▶ **Data for the task**:
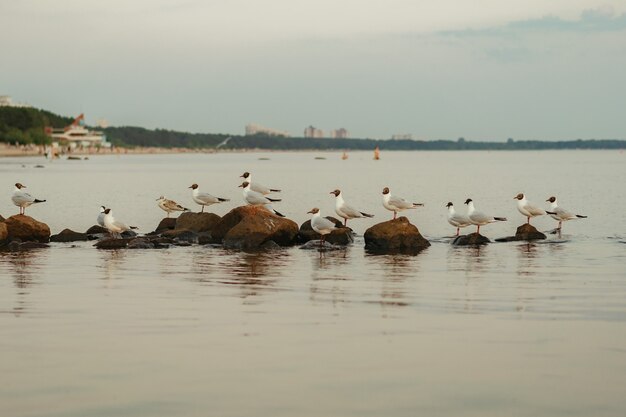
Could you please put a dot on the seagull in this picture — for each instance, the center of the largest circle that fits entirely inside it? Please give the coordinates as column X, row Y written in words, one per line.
column 456, row 219
column 560, row 214
column 22, row 199
column 478, row 218
column 113, row 226
column 321, row 225
column 527, row 209
column 255, row 198
column 204, row 199
column 397, row 204
column 345, row 211
column 101, row 216
column 170, row 205
column 255, row 186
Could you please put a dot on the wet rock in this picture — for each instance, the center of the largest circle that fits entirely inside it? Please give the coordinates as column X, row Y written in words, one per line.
column 524, row 232
column 341, row 236
column 248, row 227
column 68, row 235
column 397, row 235
column 473, row 239
column 197, row 222
column 112, row 243
column 96, row 230
column 26, row 228
column 168, row 223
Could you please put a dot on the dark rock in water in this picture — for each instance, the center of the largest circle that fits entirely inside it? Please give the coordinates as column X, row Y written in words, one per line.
column 168, row 223
column 112, row 243
column 397, row 235
column 4, row 233
column 524, row 232
column 197, row 222
column 473, row 239
column 341, row 236
column 248, row 227
column 68, row 235
column 95, row 230
column 26, row 228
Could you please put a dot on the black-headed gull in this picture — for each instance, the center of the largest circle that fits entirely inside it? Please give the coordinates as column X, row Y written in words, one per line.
column 204, row 199
column 560, row 214
column 456, row 219
column 480, row 219
column 255, row 186
column 527, row 209
column 345, row 211
column 22, row 199
column 169, row 206
column 255, row 198
column 396, row 204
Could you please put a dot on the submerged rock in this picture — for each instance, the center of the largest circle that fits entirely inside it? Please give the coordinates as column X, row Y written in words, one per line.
column 197, row 222
column 25, row 228
column 249, row 227
column 473, row 239
column 68, row 235
column 340, row 236
column 397, row 235
column 524, row 232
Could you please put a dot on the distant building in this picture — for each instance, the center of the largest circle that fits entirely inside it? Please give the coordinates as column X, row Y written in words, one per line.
column 340, row 133
column 6, row 101
column 254, row 129
column 402, row 136
column 313, row 132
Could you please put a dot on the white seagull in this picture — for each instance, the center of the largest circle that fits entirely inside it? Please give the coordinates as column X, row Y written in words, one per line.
column 560, row 214
column 255, row 198
column 456, row 219
column 113, row 226
column 255, row 186
column 527, row 209
column 396, row 204
column 22, row 199
column 480, row 219
column 345, row 211
column 204, row 199
column 100, row 218
column 170, row 205
column 321, row 225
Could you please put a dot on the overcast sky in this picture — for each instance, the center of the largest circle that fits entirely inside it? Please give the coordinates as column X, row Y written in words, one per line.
column 437, row 69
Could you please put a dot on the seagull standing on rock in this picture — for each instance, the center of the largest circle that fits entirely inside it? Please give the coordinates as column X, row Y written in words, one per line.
column 22, row 199
column 204, row 199
column 170, row 205
column 456, row 219
column 396, row 204
column 255, row 186
column 345, row 211
column 255, row 198
column 478, row 218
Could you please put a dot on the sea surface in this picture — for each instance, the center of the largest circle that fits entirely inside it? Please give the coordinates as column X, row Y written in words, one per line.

▶ **What the task asks**:
Using the data above, write out every line exactly, leaving the images behind.

▶ **Task solution**:
Could you please put a dot on the seagull in this picture — for each instance, the center of the largest circle that fits entirely inside it? Please give the coordinates as column X, row Y written in words, one per line.
column 456, row 219
column 560, row 214
column 22, row 199
column 478, row 218
column 113, row 226
column 321, row 225
column 527, row 209
column 255, row 198
column 204, row 199
column 397, row 204
column 345, row 211
column 101, row 216
column 170, row 205
column 255, row 186
Could you please put a dot on the wet rock in this picture — for each instance, the center of the largest circle that fits entirely inside it? Please give the coordinates as column X, row Y written in words, one per line.
column 524, row 232
column 341, row 236
column 248, row 227
column 68, row 235
column 397, row 235
column 473, row 239
column 197, row 222
column 112, row 243
column 96, row 230
column 26, row 228
column 168, row 223
Could you please put a dot on the dark rock in water in this picture — for each instance, the center of the largest circle that fits entirely inside it? Please give the coordinates as column X, row Y written in words, one per line.
column 168, row 223
column 112, row 243
column 397, row 235
column 4, row 233
column 524, row 232
column 197, row 222
column 473, row 239
column 341, row 236
column 248, row 227
column 68, row 235
column 95, row 230
column 26, row 228
Could you please put a dot on the black-headed gull in this picture — for each instance, the center of the largest circle that fits entirely inside it? Please give the coordinates as column X, row Y written in words, one per line.
column 204, row 199
column 560, row 214
column 456, row 219
column 480, row 219
column 255, row 186
column 527, row 209
column 345, row 211
column 22, row 199
column 169, row 206
column 255, row 198
column 396, row 204
Could you please put a dot on the submerged rock in this picture — for each instance, the center of the largest circle that fits entirely inside it? Please give the coordinates as column X, row Y written in words, one per line.
column 197, row 222
column 25, row 228
column 249, row 227
column 473, row 239
column 68, row 235
column 340, row 236
column 397, row 235
column 524, row 232
Could you please put a dot on the distant building in this picture — for each instance, the center of the largest circle that fits entirely inside it? Please give the coordinates as column X, row Y written in words, one per line.
column 340, row 133
column 6, row 101
column 254, row 129
column 402, row 136
column 313, row 132
Could you please put a dot on the white seagull in this picture — for each instance, the center of the largest circle that fits entirely inside it? Please give the coordinates as column X, row Y written in words, one per line.
column 560, row 214
column 255, row 198
column 456, row 219
column 113, row 226
column 255, row 186
column 527, row 209
column 396, row 204
column 22, row 199
column 480, row 219
column 345, row 211
column 204, row 199
column 100, row 218
column 170, row 205
column 321, row 225
Could you please put a dot on the overcast sky in this picture — for each instance, the center of the largest circle that fits entirely inside it? Please give the coordinates as column X, row Y written in words, one per line.
column 437, row 69
Could you please put a dot on the seagull standing on rock in this picture — for each instance, the center of the largest circle that fits entirely inside it? Please give the coordinates as column X, row Y written in words, one per line.
column 22, row 199
column 204, row 199
column 170, row 205
column 456, row 219
column 396, row 204
column 255, row 186
column 345, row 211
column 255, row 198
column 478, row 218
Could you please put a dot on the sea surface in this picture — for each instance, the center of the largest circle that fits entirely inside it? Please give the coordinates as column X, row Y written in words, one per line.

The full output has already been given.